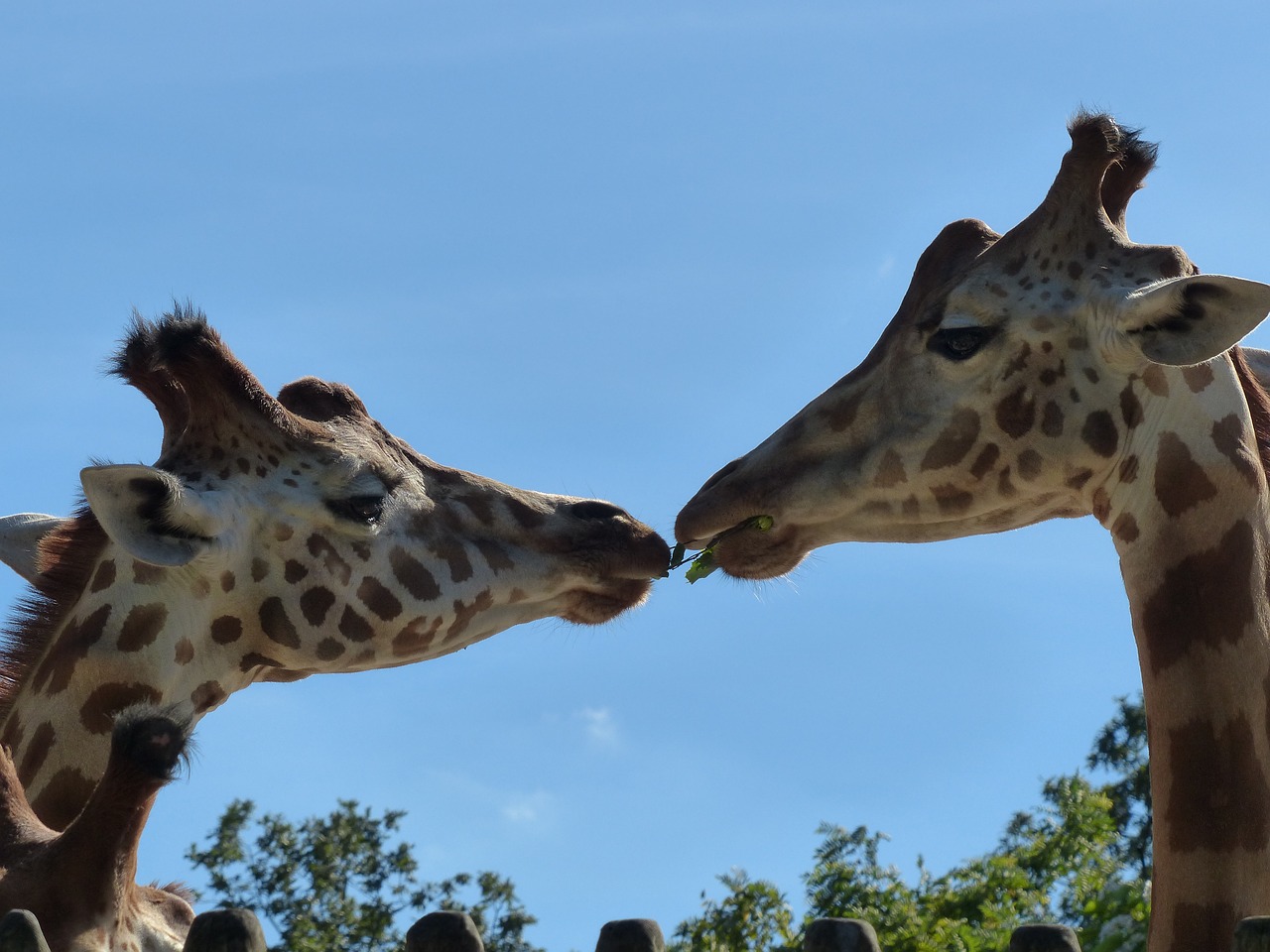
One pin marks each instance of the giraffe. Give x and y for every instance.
(275, 538)
(80, 884)
(1062, 370)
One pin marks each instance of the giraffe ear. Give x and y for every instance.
(1194, 318)
(19, 540)
(150, 513)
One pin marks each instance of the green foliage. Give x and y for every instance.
(338, 881)
(1076, 860)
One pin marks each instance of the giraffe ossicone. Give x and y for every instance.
(1061, 370)
(275, 538)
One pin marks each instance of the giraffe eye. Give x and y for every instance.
(960, 343)
(366, 509)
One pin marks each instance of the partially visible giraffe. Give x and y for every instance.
(1055, 371)
(80, 884)
(275, 538)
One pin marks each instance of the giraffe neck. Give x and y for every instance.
(1193, 532)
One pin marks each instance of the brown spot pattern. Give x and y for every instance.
(316, 603)
(1100, 433)
(1180, 481)
(276, 625)
(413, 575)
(1203, 601)
(354, 627)
(1219, 801)
(955, 442)
(143, 626)
(98, 712)
(226, 630)
(1016, 413)
(376, 597)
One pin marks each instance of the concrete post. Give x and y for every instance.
(630, 936)
(839, 936)
(19, 932)
(225, 930)
(1252, 934)
(1044, 938)
(445, 930)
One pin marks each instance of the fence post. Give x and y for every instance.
(630, 936)
(447, 930)
(1044, 938)
(19, 932)
(839, 936)
(225, 930)
(1252, 934)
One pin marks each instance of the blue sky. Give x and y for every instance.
(601, 249)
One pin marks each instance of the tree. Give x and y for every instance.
(1082, 858)
(338, 881)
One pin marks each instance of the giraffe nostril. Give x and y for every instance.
(594, 509)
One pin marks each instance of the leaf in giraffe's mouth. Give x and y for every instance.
(702, 562)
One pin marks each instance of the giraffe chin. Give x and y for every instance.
(595, 607)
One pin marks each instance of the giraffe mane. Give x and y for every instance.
(66, 556)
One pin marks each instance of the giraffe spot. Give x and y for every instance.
(1100, 433)
(143, 626)
(63, 797)
(55, 671)
(1229, 439)
(1052, 419)
(99, 710)
(226, 630)
(494, 555)
(376, 597)
(984, 461)
(354, 627)
(525, 515)
(416, 638)
(952, 500)
(316, 603)
(259, 570)
(451, 551)
(890, 471)
(413, 575)
(843, 413)
(953, 442)
(1198, 377)
(463, 613)
(37, 752)
(329, 649)
(276, 625)
(1156, 380)
(1180, 481)
(144, 574)
(207, 696)
(1203, 925)
(1203, 601)
(1016, 413)
(1125, 529)
(320, 547)
(1219, 801)
(104, 576)
(1130, 408)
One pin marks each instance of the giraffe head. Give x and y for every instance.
(275, 537)
(1005, 389)
(80, 884)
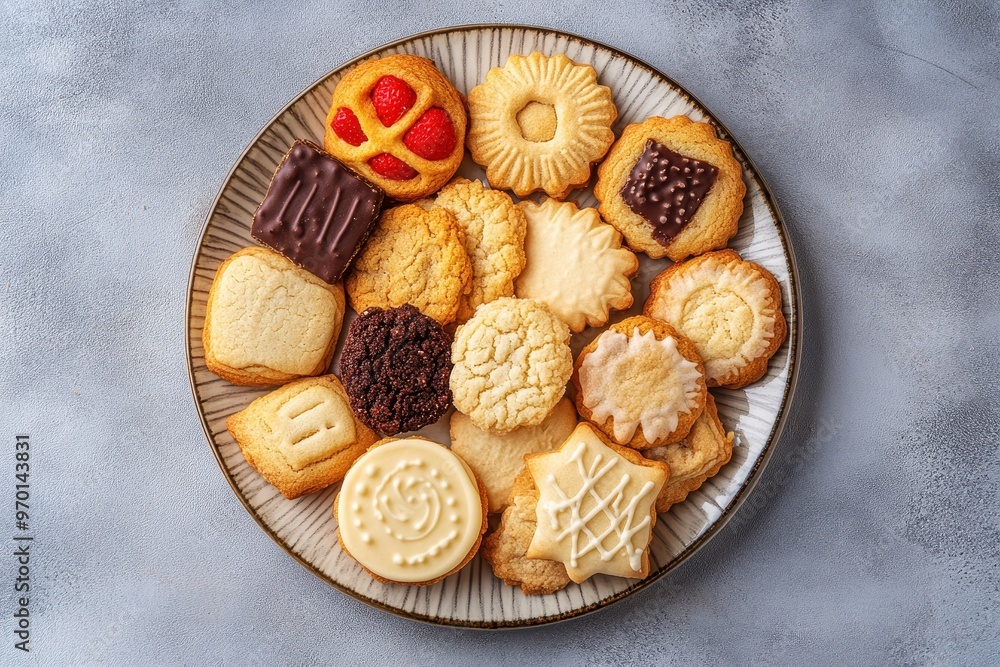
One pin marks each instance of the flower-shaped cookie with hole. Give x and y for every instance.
(539, 123)
(398, 122)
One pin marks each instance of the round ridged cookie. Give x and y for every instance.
(575, 263)
(539, 123)
(730, 308)
(410, 511)
(672, 188)
(494, 230)
(695, 458)
(512, 360)
(398, 122)
(641, 382)
(414, 257)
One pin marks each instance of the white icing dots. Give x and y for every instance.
(414, 481)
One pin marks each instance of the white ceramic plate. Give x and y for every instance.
(306, 527)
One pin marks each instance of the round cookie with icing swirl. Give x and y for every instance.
(641, 382)
(410, 511)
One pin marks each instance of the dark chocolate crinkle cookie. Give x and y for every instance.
(395, 367)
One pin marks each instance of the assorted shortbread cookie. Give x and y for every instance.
(730, 309)
(672, 188)
(400, 123)
(563, 244)
(540, 123)
(641, 382)
(416, 257)
(301, 437)
(494, 229)
(596, 506)
(700, 455)
(268, 321)
(410, 511)
(498, 458)
(511, 364)
(468, 300)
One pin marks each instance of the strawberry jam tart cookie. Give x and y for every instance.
(730, 308)
(641, 383)
(410, 511)
(398, 122)
(672, 188)
(539, 123)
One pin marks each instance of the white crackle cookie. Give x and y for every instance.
(414, 257)
(596, 506)
(640, 382)
(539, 123)
(729, 307)
(512, 361)
(268, 321)
(672, 187)
(695, 458)
(494, 239)
(410, 511)
(302, 437)
(506, 548)
(497, 459)
(575, 263)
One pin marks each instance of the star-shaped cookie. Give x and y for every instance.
(596, 506)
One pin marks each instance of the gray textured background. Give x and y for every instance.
(874, 535)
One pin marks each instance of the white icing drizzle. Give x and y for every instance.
(621, 521)
(673, 384)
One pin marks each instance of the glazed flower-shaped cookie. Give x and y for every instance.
(640, 382)
(575, 263)
(672, 188)
(512, 361)
(494, 228)
(398, 122)
(694, 459)
(539, 123)
(729, 307)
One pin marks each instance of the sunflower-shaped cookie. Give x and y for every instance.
(539, 123)
(575, 263)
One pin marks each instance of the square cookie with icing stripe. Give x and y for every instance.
(302, 437)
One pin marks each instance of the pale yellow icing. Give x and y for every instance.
(639, 381)
(410, 510)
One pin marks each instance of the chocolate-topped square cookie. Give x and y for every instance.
(672, 187)
(316, 212)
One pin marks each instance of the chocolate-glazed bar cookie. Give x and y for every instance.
(672, 187)
(316, 212)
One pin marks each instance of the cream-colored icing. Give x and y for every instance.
(594, 507)
(314, 425)
(639, 381)
(410, 510)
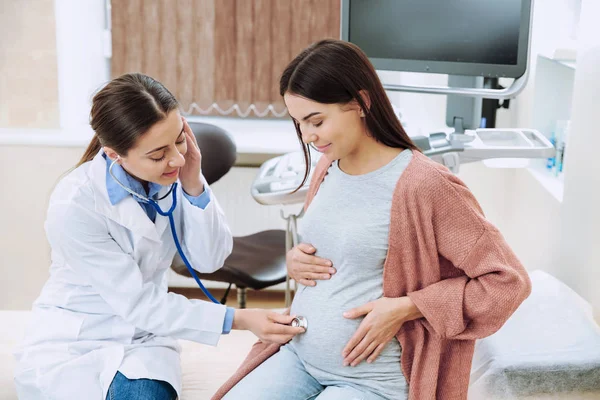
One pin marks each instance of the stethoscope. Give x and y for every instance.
(169, 214)
(296, 322)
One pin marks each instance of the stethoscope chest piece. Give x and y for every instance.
(301, 322)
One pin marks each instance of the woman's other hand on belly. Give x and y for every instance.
(306, 268)
(383, 320)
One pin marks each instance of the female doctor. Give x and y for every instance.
(104, 325)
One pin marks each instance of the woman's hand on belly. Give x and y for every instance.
(305, 268)
(383, 320)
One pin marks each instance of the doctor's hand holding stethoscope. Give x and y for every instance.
(105, 324)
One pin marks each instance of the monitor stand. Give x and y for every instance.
(463, 112)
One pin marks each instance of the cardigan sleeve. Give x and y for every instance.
(477, 303)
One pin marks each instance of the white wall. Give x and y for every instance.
(580, 219)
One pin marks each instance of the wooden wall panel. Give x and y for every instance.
(222, 51)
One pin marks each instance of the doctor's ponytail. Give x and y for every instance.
(124, 110)
(91, 151)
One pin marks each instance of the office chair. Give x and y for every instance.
(257, 261)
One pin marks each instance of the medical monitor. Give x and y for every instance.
(488, 38)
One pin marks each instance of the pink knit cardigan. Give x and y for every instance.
(454, 265)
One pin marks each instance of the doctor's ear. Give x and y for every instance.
(112, 154)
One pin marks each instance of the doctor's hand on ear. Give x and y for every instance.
(268, 326)
(189, 175)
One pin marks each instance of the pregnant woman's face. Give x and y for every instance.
(333, 129)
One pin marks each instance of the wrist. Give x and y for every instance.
(409, 309)
(239, 320)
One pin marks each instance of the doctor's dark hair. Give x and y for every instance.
(335, 72)
(124, 110)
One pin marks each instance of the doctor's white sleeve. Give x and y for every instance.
(80, 236)
(205, 237)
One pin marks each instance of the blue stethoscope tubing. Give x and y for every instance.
(169, 214)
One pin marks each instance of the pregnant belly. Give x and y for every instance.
(328, 333)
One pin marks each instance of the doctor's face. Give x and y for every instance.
(333, 129)
(158, 154)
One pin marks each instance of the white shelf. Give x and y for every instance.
(553, 184)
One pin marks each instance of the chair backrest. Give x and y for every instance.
(218, 150)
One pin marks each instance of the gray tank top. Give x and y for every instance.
(348, 222)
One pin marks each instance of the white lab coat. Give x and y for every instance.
(105, 307)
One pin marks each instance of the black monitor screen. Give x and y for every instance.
(464, 31)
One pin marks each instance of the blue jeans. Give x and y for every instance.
(283, 377)
(122, 388)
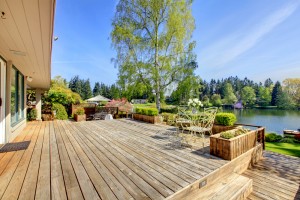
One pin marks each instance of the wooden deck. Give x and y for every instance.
(275, 177)
(118, 159)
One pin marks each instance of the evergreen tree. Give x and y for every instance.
(248, 96)
(268, 83)
(97, 89)
(86, 89)
(229, 96)
(275, 93)
(76, 85)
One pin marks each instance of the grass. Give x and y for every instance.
(284, 148)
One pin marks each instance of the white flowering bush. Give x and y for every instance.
(195, 103)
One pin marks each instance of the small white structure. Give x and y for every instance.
(97, 99)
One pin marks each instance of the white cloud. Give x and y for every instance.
(231, 47)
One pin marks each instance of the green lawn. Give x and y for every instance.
(284, 148)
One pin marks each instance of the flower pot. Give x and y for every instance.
(229, 149)
(79, 118)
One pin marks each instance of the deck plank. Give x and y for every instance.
(85, 183)
(13, 189)
(113, 183)
(30, 181)
(71, 183)
(58, 189)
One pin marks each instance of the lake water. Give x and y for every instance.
(274, 120)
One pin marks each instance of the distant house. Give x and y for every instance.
(26, 36)
(238, 105)
(97, 99)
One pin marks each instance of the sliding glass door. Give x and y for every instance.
(2, 99)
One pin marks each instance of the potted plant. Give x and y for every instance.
(232, 143)
(79, 115)
(147, 115)
(224, 122)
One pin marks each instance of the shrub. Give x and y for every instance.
(32, 114)
(152, 112)
(147, 111)
(144, 111)
(226, 119)
(61, 112)
(233, 133)
(227, 135)
(138, 110)
(273, 137)
(288, 140)
(80, 111)
(169, 109)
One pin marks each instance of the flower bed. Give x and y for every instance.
(149, 115)
(229, 149)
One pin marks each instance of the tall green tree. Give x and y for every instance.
(186, 89)
(86, 89)
(264, 96)
(292, 87)
(76, 85)
(229, 96)
(248, 96)
(153, 43)
(277, 90)
(97, 89)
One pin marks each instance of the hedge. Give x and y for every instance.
(147, 111)
(272, 137)
(226, 119)
(61, 112)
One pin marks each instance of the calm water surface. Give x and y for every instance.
(274, 120)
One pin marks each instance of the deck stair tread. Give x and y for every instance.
(231, 187)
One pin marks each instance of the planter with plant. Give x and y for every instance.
(224, 122)
(149, 115)
(79, 115)
(232, 143)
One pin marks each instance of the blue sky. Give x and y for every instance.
(257, 39)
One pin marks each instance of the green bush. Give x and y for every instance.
(144, 111)
(147, 111)
(61, 112)
(80, 111)
(287, 140)
(273, 137)
(169, 110)
(152, 112)
(226, 119)
(233, 133)
(138, 110)
(227, 135)
(32, 114)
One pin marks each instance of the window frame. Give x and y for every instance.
(19, 88)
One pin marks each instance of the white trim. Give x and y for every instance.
(2, 94)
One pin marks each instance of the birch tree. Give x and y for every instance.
(153, 43)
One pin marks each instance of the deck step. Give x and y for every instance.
(231, 187)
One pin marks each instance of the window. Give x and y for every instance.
(17, 97)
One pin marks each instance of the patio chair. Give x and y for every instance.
(183, 120)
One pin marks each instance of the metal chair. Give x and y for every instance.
(203, 124)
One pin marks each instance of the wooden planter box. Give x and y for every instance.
(79, 118)
(229, 149)
(220, 128)
(146, 118)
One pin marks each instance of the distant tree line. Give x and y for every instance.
(83, 88)
(233, 89)
(285, 95)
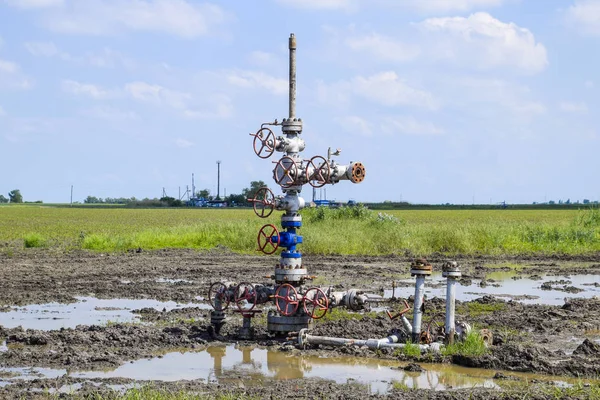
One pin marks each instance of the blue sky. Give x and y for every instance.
(442, 100)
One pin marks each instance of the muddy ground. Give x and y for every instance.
(527, 338)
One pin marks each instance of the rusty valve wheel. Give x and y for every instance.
(321, 174)
(264, 142)
(244, 291)
(317, 304)
(287, 303)
(265, 240)
(217, 295)
(285, 172)
(263, 202)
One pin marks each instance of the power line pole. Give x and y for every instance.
(218, 179)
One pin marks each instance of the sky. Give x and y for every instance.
(444, 101)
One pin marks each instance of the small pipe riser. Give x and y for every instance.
(417, 312)
(450, 309)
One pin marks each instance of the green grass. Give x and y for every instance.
(472, 346)
(326, 231)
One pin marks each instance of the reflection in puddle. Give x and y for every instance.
(253, 366)
(508, 288)
(87, 311)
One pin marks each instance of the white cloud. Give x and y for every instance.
(183, 143)
(255, 79)
(428, 6)
(355, 124)
(383, 47)
(88, 89)
(106, 58)
(484, 42)
(181, 18)
(577, 108)
(584, 16)
(385, 88)
(410, 126)
(28, 4)
(110, 114)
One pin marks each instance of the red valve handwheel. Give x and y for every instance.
(265, 240)
(264, 142)
(321, 174)
(289, 300)
(244, 292)
(285, 172)
(218, 291)
(317, 304)
(263, 200)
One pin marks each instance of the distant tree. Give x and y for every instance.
(15, 196)
(250, 192)
(204, 194)
(93, 200)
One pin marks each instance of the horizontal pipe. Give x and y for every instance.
(386, 343)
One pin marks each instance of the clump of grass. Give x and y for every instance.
(34, 240)
(472, 346)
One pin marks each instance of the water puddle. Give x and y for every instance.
(253, 366)
(504, 285)
(87, 311)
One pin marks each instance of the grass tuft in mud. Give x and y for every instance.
(472, 346)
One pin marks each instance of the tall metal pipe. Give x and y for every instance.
(292, 94)
(419, 268)
(450, 271)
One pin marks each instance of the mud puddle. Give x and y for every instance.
(547, 290)
(232, 365)
(86, 311)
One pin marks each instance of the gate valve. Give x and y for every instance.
(319, 175)
(245, 292)
(401, 313)
(285, 172)
(268, 239)
(289, 300)
(315, 305)
(217, 296)
(264, 142)
(289, 239)
(263, 202)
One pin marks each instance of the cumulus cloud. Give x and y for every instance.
(383, 47)
(426, 6)
(484, 42)
(584, 16)
(183, 18)
(576, 108)
(385, 88)
(88, 90)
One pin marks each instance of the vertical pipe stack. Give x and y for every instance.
(421, 269)
(450, 271)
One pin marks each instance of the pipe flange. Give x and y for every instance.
(420, 267)
(451, 269)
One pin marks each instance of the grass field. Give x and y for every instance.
(326, 231)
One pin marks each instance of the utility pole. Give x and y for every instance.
(218, 179)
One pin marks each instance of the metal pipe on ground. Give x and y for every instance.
(386, 343)
(421, 269)
(451, 271)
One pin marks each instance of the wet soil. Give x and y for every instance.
(557, 340)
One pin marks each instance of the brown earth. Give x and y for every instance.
(527, 338)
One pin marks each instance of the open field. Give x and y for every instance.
(343, 231)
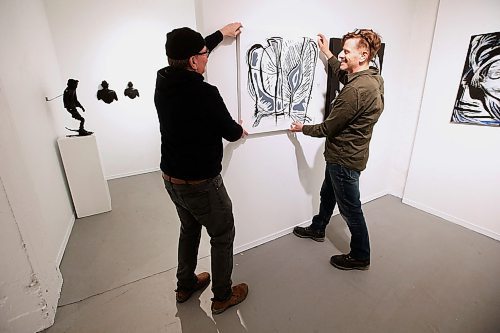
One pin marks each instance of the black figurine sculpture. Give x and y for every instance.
(71, 103)
(131, 92)
(106, 94)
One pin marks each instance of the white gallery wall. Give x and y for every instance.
(36, 215)
(455, 168)
(274, 179)
(116, 41)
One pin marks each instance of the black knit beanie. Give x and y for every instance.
(183, 43)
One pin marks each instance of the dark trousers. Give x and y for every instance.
(341, 186)
(206, 204)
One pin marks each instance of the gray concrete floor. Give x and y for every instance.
(427, 275)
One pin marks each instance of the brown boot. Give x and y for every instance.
(183, 295)
(239, 294)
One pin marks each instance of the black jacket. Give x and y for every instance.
(193, 121)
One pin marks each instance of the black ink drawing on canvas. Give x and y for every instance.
(130, 91)
(105, 94)
(280, 81)
(333, 86)
(478, 97)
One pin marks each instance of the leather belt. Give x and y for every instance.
(177, 181)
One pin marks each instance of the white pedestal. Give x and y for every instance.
(83, 168)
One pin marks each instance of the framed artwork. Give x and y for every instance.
(478, 97)
(333, 86)
(276, 81)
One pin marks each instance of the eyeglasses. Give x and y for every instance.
(207, 52)
(361, 33)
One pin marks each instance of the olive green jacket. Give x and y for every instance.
(353, 113)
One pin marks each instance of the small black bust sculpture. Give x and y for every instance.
(107, 95)
(131, 92)
(71, 103)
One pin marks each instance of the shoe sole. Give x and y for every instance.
(361, 268)
(311, 237)
(216, 312)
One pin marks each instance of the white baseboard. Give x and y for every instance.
(268, 238)
(453, 219)
(133, 173)
(286, 231)
(64, 243)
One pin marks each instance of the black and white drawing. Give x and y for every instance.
(105, 94)
(333, 86)
(478, 97)
(130, 91)
(279, 83)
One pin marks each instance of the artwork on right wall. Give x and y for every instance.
(478, 97)
(333, 85)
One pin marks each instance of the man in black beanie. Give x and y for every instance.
(193, 121)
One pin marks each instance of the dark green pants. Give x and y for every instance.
(206, 204)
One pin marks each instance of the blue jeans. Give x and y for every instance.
(206, 204)
(341, 186)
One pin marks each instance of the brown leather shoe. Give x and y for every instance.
(239, 294)
(183, 295)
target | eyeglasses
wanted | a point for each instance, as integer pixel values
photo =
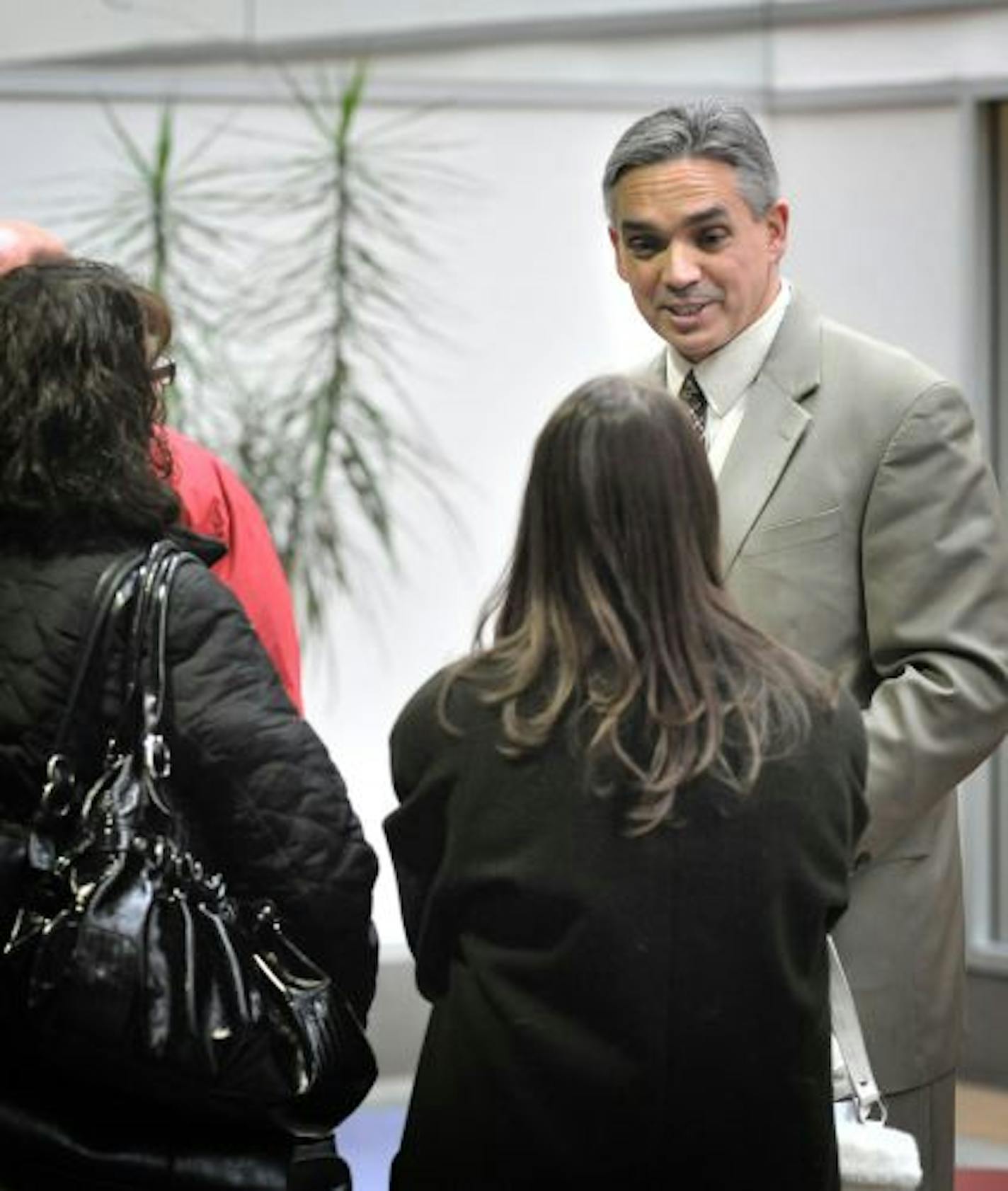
(164, 374)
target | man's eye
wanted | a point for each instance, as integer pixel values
(643, 246)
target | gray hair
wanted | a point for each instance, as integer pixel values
(709, 127)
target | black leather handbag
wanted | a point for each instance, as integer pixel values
(127, 955)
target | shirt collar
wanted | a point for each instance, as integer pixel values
++++++++
__What the task asks__
Format the items as a numbered list with blank lines left out. Begin at the start of the items, stop after the line that has "(1076, 860)", and leave the pictures out.

__Right answer__
1. One pin marks each instance of the giraffe. Give x and y for every instance.
2. (275, 538)
3. (80, 884)
4. (1062, 370)
5. One pin marks each instance of the giraffe ear. Give x and y for every instance.
6. (1194, 318)
7. (19, 540)
8. (150, 513)
9. One pin marks each instance of the green foliage. Give x and y for every instance.
10. (338, 881)
11. (1076, 860)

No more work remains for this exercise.